━━━━━ MATERIAL FOR THE TASK ━━━━━
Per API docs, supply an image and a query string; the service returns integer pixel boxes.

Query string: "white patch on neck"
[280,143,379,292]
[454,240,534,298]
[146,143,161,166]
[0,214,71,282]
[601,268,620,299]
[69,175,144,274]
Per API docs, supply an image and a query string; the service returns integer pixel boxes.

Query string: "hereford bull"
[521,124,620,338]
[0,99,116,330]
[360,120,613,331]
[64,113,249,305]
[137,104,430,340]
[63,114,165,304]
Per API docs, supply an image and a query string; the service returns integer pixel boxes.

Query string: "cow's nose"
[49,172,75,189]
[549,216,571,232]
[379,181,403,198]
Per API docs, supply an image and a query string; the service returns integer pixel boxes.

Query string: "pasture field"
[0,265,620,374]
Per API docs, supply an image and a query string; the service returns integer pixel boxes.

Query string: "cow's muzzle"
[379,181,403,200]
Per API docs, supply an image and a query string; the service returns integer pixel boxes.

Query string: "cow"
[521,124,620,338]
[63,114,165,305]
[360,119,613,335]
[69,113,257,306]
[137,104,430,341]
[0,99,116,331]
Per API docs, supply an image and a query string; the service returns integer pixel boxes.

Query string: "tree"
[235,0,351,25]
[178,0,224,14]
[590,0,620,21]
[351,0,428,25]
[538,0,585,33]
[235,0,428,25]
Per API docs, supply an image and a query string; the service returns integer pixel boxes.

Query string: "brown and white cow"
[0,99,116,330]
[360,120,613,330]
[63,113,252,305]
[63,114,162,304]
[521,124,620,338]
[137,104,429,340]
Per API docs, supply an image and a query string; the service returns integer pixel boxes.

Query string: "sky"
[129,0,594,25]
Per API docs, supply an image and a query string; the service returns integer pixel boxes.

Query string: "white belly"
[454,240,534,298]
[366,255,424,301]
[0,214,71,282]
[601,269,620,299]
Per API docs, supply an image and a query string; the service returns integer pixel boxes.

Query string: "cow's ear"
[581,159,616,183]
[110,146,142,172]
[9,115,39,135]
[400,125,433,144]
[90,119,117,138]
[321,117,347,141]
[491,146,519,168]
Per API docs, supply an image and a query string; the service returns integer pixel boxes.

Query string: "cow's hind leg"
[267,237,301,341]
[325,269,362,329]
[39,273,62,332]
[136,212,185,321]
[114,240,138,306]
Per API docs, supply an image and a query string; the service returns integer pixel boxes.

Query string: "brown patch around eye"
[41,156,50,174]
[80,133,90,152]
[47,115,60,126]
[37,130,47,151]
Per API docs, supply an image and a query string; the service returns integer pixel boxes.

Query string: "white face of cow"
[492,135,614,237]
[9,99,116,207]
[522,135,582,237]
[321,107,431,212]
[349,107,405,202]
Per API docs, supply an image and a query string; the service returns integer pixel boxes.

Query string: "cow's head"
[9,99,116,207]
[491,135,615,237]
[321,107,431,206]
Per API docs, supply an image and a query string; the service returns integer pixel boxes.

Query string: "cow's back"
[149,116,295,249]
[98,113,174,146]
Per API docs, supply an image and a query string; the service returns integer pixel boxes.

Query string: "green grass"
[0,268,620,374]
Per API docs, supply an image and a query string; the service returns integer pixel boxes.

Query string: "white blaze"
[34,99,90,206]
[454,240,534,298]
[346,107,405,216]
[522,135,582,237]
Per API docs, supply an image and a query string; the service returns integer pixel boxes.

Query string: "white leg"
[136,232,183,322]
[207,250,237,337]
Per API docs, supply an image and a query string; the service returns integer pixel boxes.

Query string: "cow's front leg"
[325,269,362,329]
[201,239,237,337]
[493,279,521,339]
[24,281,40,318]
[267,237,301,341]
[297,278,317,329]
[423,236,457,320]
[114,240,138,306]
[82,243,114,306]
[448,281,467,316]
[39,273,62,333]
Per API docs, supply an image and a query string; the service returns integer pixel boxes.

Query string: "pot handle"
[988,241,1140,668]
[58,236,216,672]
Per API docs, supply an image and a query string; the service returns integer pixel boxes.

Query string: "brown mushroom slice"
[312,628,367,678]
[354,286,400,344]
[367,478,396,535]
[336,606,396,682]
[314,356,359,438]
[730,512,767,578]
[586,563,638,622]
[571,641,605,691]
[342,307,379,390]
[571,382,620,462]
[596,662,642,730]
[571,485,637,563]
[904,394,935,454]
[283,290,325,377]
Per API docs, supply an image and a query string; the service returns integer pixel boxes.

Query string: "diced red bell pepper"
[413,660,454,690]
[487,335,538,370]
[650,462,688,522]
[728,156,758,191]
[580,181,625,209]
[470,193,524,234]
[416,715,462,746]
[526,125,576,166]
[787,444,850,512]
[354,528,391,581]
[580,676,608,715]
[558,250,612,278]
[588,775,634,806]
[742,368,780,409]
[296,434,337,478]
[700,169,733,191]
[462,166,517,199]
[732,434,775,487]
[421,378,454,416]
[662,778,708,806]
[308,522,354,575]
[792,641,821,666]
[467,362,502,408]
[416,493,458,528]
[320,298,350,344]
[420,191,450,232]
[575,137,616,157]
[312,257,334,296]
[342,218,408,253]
━━━━━
**SHORT PROBLEM**
Collect every line above that contains the word "brown" and copy each one out in full.

**THE COMPLETED TASK**
Query string: "brown and white cow"
Query string: "brown patch around eye"
Query string: "brown mushroom slice"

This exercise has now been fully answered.